start Passage

Often you want to check if some element is not in a collection. Here are the
standard ways you can do it (you could similarly negate ∈ and ∋):

julia> !in(1, [1, 2, 3])
false

julia> !(1 in [1, 2, 3])
false

However, there are also convenience ∉ and ∌ operators:

julia> 1 ∉ [1, 2, 3]
false

julia> [1, 2, 3] ∌ 1
false

help?> ∉
"∉" can be typed by \notin<tab>

help?> ∌
"∌" can be typed by \nni<tab>

Higher-order function

In all cases of in, ∈, ∋, ∉, and ∌ you can easily create a function
taking only one argument fixing the second argument of the operation.

For example writing in([1, 2, 3]) is equivalent to creation of an anonymous
function e -> e in [1, 2, 3]. Let us show this syntax at work:

julia> in([1, 2, 3])(1)
true

julia> ∋(1)([1, 2, 3])
true

julia> ∉([1, 2, 3])(1)
false

This syntax is particularly useful when working with higher-order functions:

julia> map(in(Set([1, 2, 3])), [-1, 1, 3, 5])
4-element Vector{Bool}:
 0
 1
 1
 0

Performance

In the last example above you probably noticed that I used Set instead of a
vector for lookup. This is an important pattern:

lookup in a vector does not have any preprocessing cost, but later in
execution time is, on the average, linear with the size of the vector
(advanced tip: if vector is sorted you can use the insorted function
instead and it will be faster);
lookup in a set has the cost of creating it, but later in execution time
does not grow with the size of the collection.

In summary, if you have a large collection in which you want to perform lookup
many times then make sure to convert this collection to a set (timings are after
compilation):

julia> v = rand(1:1_000_000, 10_000);

julia> @time count(in(v), 1)
  0.000022 seconds (2 allocations: 48 bytes)
0

julia> @time count(in(Set(v)), 1)
  0.000199 seconds (10 allocations: 144.648 KiB)
0

julia> @time count(in(v), 1:1_000_000)
  6.104646 seconds (5 allocations: 112 bytes)
9941

julia> @time count(in(Set(v)), 1:1_000_000)
  0.017825 seconds (13 allocations: 144.711 KiB)
9941

Note that if we made one lookup Set creation cost was significant, but if we
made one million lookups creation of a Set was crucial to ensure good
performance of the operation.

Broadcasting

It is tempting to run the operation:

julia> map(in(Set([1, 2, 3])), [-1, 1, 3, 5])
4-element Vector{Bool}:
 0
 1
 1
 0

using broadcasting like this:

julia> in.([-1, 1, 3, 5], Set([1, 2, 3]))
ERROR: DimensionMismatch: arrays could not be broadcast to a common size; got a dimension with lengths 4 and 3

However, this fails, because broadcasting iterates both arguments of the in
function [-1, 1, 3, 5] and Set([1, 2, 3]). There are two ways how you can
fix it. The first is protecting the collection in which you want to perform
lookup using Ref:

julia> in.([-1, 1, 3, 5], Ref(Set([1, 2, 3])))
4-element BitVector:
 0
 1
 1
 0

julia> [-1, 1, 3, 5] .∈ Ref(Set([1, 2, 3]))

end Passage
start Source material

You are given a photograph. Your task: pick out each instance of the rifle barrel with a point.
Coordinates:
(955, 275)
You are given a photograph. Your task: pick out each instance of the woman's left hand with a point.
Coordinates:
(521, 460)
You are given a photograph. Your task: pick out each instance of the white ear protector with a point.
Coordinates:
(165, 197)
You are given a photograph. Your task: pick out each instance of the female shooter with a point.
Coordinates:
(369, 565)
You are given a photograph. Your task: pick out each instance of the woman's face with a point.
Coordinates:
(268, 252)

end Source material
start Source material

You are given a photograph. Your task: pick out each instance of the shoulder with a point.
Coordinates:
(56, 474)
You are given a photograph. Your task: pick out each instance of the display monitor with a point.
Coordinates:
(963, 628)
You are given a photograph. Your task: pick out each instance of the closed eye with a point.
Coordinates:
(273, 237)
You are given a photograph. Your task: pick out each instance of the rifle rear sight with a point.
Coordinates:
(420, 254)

end Source material
start Source material

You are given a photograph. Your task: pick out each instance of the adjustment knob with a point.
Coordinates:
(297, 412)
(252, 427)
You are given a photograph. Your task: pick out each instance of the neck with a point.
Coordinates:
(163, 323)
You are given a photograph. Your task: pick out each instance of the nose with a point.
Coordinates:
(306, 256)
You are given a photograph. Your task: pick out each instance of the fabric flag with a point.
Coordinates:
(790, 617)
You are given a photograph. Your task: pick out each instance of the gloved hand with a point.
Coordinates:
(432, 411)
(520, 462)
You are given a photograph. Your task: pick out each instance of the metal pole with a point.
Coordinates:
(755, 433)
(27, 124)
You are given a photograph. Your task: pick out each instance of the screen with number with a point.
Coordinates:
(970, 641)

end Source material

Task instructions:
(a) In the passage, how can the ∉ operator be typed?
(b) Return each line of the entries that contains the word "woman".
The passage on membership checks in Julia and the entries are unrelated material.

Responses in order:
(a) It can be typed as \notin followed by Tab.

(b)
You are given a photograph. Your task: pick out each instance of the woman's left hand with a point.
You are given a photograph. Your task: pick out each instance of the woman's face with a point.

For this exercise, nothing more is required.